TASK TO CARRY OUT: Among the entries below, find all lines that include "outline" and copy them.

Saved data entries
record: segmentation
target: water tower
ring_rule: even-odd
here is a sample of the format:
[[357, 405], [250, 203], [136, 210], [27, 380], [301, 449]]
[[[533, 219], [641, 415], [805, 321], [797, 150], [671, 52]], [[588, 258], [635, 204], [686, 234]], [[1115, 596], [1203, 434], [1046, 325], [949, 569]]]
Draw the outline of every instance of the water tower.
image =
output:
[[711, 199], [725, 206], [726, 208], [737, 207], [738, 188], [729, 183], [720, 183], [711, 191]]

* * *

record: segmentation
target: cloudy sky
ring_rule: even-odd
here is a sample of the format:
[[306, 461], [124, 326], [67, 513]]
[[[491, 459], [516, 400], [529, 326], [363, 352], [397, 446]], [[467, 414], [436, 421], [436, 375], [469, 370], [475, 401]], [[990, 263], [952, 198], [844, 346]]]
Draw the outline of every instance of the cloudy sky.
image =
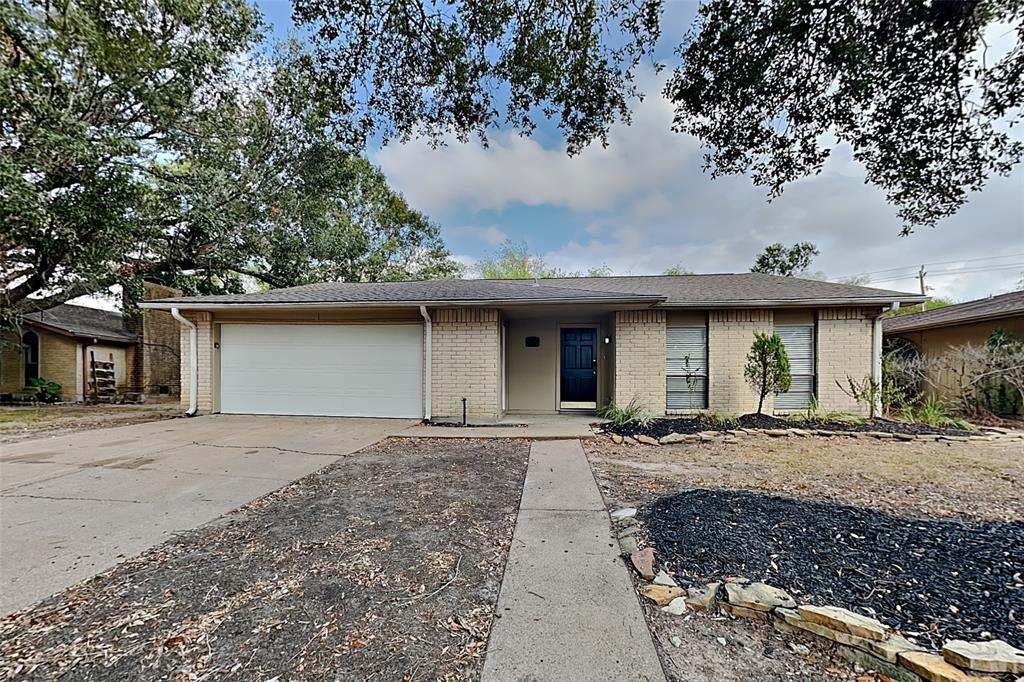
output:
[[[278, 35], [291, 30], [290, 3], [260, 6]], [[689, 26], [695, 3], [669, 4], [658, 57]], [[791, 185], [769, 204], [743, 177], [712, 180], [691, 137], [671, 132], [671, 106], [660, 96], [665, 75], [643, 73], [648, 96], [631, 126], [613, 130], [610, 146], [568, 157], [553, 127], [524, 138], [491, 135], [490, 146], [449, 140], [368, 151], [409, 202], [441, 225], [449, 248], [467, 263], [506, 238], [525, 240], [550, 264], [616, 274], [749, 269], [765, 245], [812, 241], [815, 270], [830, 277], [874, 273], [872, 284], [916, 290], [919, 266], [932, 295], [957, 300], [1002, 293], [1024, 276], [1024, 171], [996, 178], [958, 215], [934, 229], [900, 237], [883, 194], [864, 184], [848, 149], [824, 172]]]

EXPECTED ANSWER:
Draw the outline of every instance of the water tower.
Draw the outline of every instance of the cloudy sky.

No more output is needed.